◆ Given exercise
The lines to be set down run from the line containing "compact shape [214,151]." through the final line of the data below; print them exactly and print nothing else.

◆ Raw data
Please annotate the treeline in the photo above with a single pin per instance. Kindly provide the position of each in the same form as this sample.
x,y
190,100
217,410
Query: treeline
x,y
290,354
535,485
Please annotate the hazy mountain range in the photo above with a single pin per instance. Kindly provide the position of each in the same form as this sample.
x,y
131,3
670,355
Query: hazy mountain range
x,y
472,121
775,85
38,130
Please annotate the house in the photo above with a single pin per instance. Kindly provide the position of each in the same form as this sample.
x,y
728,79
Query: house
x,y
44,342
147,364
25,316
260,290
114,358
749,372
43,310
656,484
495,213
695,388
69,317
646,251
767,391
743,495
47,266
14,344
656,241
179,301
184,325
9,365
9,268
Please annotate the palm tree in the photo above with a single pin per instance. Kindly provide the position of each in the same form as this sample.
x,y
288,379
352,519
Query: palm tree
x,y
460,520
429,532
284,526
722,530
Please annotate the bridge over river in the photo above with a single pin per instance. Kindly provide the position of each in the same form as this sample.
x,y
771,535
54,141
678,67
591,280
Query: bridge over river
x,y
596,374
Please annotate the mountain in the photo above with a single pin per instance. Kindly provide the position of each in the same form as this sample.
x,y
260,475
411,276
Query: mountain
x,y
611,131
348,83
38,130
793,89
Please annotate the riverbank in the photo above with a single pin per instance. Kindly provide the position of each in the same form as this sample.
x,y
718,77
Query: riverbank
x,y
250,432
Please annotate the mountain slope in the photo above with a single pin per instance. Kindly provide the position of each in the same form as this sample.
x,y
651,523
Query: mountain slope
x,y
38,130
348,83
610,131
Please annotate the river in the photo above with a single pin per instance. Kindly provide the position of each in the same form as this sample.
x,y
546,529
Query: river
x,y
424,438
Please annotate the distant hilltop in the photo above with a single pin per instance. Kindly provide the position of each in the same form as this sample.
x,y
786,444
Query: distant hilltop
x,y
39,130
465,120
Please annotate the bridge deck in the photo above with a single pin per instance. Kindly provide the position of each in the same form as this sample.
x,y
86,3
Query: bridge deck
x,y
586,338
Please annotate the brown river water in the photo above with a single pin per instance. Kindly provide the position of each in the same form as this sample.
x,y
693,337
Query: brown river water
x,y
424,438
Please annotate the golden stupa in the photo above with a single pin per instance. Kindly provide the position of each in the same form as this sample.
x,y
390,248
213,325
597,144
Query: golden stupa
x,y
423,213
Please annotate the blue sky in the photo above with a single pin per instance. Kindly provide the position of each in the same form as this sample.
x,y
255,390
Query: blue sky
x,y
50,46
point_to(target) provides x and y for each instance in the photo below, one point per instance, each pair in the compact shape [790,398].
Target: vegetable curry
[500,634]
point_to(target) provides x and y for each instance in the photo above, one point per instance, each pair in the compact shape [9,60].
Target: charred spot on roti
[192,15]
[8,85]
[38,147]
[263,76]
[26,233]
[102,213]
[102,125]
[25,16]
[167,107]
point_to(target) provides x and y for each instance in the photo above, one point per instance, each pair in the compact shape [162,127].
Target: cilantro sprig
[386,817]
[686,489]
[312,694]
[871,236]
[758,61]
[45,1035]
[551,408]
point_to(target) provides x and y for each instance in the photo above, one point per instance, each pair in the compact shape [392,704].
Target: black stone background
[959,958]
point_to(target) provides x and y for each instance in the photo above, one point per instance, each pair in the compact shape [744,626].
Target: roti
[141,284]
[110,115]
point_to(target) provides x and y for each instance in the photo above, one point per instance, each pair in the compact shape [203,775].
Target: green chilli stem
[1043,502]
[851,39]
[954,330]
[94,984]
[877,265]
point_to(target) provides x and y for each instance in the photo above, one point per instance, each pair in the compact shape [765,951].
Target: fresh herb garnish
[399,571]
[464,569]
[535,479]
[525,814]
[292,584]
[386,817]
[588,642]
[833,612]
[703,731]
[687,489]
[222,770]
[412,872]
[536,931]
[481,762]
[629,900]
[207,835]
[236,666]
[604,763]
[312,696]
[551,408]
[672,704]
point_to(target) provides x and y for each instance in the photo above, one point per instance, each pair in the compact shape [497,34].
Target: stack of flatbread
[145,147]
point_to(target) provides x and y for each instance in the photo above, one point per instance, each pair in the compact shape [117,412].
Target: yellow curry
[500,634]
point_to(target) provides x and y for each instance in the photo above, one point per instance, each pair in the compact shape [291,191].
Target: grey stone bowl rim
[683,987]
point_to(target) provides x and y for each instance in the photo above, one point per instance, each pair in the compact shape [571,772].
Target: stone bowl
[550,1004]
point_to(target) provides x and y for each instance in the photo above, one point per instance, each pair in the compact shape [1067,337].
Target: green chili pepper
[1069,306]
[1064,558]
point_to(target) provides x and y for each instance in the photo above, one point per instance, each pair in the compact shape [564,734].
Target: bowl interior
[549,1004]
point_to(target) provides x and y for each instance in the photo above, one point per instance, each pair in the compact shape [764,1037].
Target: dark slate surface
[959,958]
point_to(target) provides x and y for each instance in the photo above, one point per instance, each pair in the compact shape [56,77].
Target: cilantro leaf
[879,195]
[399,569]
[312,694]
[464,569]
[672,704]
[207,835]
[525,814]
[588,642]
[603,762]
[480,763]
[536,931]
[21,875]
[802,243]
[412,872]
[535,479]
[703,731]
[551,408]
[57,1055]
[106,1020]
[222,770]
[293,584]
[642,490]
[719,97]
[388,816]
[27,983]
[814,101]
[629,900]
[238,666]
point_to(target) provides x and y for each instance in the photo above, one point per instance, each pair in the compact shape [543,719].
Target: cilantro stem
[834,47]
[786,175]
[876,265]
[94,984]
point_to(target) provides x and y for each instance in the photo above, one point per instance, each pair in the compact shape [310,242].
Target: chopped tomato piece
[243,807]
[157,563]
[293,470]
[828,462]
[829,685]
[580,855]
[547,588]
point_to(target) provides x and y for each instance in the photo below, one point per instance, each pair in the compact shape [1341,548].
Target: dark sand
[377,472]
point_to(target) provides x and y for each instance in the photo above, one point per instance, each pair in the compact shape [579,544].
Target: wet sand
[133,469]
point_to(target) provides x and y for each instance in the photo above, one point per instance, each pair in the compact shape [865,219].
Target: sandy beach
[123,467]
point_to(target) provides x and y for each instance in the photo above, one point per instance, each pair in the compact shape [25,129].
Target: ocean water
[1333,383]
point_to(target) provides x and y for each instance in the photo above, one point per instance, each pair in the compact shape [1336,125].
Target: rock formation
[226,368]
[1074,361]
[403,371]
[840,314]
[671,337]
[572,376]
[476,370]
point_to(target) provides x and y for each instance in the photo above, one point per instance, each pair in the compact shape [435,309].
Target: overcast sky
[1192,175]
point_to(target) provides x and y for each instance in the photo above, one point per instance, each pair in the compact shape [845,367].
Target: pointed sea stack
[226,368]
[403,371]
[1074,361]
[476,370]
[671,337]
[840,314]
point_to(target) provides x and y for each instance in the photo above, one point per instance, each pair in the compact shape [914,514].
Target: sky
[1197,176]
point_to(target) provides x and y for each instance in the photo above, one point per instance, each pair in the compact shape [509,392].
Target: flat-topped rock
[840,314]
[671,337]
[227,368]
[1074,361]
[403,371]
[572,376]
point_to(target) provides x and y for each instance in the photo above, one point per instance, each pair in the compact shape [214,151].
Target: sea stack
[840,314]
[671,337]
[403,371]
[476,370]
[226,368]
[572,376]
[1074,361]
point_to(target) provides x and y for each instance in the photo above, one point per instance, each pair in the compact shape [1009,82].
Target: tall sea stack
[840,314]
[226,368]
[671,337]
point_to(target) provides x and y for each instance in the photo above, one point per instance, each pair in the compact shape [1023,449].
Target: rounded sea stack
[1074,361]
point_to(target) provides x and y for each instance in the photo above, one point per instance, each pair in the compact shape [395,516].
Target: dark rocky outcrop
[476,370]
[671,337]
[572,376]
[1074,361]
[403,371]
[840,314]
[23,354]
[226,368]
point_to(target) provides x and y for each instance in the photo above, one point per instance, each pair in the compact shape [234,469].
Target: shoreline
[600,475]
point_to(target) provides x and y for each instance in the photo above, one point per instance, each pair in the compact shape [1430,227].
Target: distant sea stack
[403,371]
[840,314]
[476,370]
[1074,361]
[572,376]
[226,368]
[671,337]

◆ Response to this exercise
point_to(target) provides x and y for each instance in the photo above, one point per instance, each pair in the compact shape [214,151].
Target: sea stack
[840,314]
[671,337]
[403,371]
[476,370]
[226,368]
[572,376]
[1074,361]
point_to(target) provides x and y for each instance in the photo above, one point per instance, each pair in the compact shape [1009,82].
Target: tall sea stack
[840,314]
[226,368]
[671,337]
point_to(target) provides x and y for each instance in the photo above, one point per instance, each pair in the compact shape [1023,449].
Target: rounded sea stack
[1074,361]
point_to(target) provides x and y for each instance in the photo above, one point per instance, each pair in the compact shape [395,516].
Target: dark rocky outcrop
[476,370]
[671,337]
[572,376]
[1074,361]
[403,371]
[840,314]
[23,354]
[226,368]
point_to(target) provides x and y for each instance in the photo above, one point per instance, each pair in the compact shape [234,469].
Target: shoreline
[600,475]
point_to(target) provides x and y for each instance in the photo above, one point per instance, each pair in the compact shape [1430,227].
Target: distant sea stack
[403,371]
[840,314]
[476,370]
[1074,361]
[572,376]
[226,368]
[671,337]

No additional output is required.